=== Exercise task A ===
According to the article on the Ford GT90, which aircraft was cited as influential to the car's styling?
=== Exercise task B ===
Reproduce the portion of the article on the Ford GT90 that begins with "Ford probably made" and continues through "to cooking it.".

Diecast Delights: The Ford GT90 in 1:18 Scale

What if? It’s a fun if ultimately futile game to play. What if, in 1995,  the Ford Motor Company had successfully designed, built and sold a supercar which was absolutely without equal?
Well, it never quite happened. But fortunately, Maisto built a model which is plentifully available so you can wistfully gaze at the legend that never was.

In 1995 Ford pretty much dominated my view of the global motoring scene. The Dagenham plant, sixty miles from here, was still going strong and pumping out Fiestas in a steady, treacly mass. A blue Sierra whisked my family around with all the efficiency and style that Uwe Bahnsen had graced it with, and he who helmed an Escort Cosworth was truly King of the Estate.
The thought of Ford, My Brand, dipping a toe in the supercar water seemed way off in the early ’90s, with the Fiesta getting only a lukewarm reception at launch in ’89 and critics slagging off the 1990 Escort at every opportunity. The Sierra was pensionable and the Granada was, well, the Granada (although the top ranking Scorpio 24v model did get the odd knowing wink). Maybe it was the runaway success of the Mondeo, together with the fanfare and rapture that greeted every product launch or improvement drive that Richard Parry-Jones had anything to do with, but Ford’s confidence seemed to gather momentum rapidly as the decade went on.
When the GT90 appeared on the front cover of Autocar in ’95 it was like all my Christmases rolled into one. When I read the copy and it said things about twin-turbo V12s and 720hp, and then claimed maximum speeds of 235mph, putting it into the category of Mclaren F1 humbling world domination, it was like my sports winning the championship and then the homecoming queen giving me offers of personal fulfilment on the way to collecting a lottery cheque from the queen.
And, to my eyes, it looked good. It still does. No, it actually looks insane, which is terrific in these days of by-the-numbers sports-car box ticking (I’m looking at you, McLaren MP4-12C). This car did the unpredictable lines and sharp pointy bits thing way before Lamborghinis got all geometric. The (admittedly now withdrawn from service) Lockheed Martin F117 Stealth ground attack aircraft was cited as influential to the styling (no shit), and there was definitely no confusing the GT90 with any other car past, present, or future.
Actually, the Nighthawk was a terrific choice of inspiration. If a Ferrari F355 was a plane, it would be something flighty and agile like an F16; a Diablo would probably have been something lumbering but sledgehammer-powerful like a Tomcat. The F117 was nothing in terms of speed, and with a fundamentally unstable airframe completely dependent on computerised flight controls, but it looked 100% out of this world and was unassailably unique and jaw-dropping.
Ford probably made a mistake in allowing Jeremy Clarkson behind the wheel of the powered protoype GT90 which hobbled around the track in a less than convincing manner, air gushing noisily through the unplumbed turbocharging network. The engine, made out of chunks of Ford Modular V8 sliced, diced and rehashed into 12-pot configuration, was ready for further development. The car itself had a lot of the ingredients required for a pretty delicious recipe, right down to a tub and transmission borrowed from the XJ220. It’s such a shame that Ford never got round to cooking it.

=== Supplied material ===
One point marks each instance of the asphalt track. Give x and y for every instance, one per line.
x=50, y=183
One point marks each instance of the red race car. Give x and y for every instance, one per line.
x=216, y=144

=== Complete response A ===
The Lockheed Martin F117 Stealth ground attack aircraft.

=== Complete response B ===
Ford probably made a mistake in allowing Jeremy Clarkson behind the wheel of the powered protoype GT90 which hobbled around the track in a less than convincing manner, air gushing noisily through the unplumbed turbocharging network. The engine, made out of chunks of Ford Modular V8 sliced, diced and rehashed into 12-pot configuration, was ready for further development. The car itself had a lot of the ingredients required for a pretty delicious recipe, right down to a tub and transmission borrowed from the XJ220. It’s such a shame that Ford never got round to cooking it.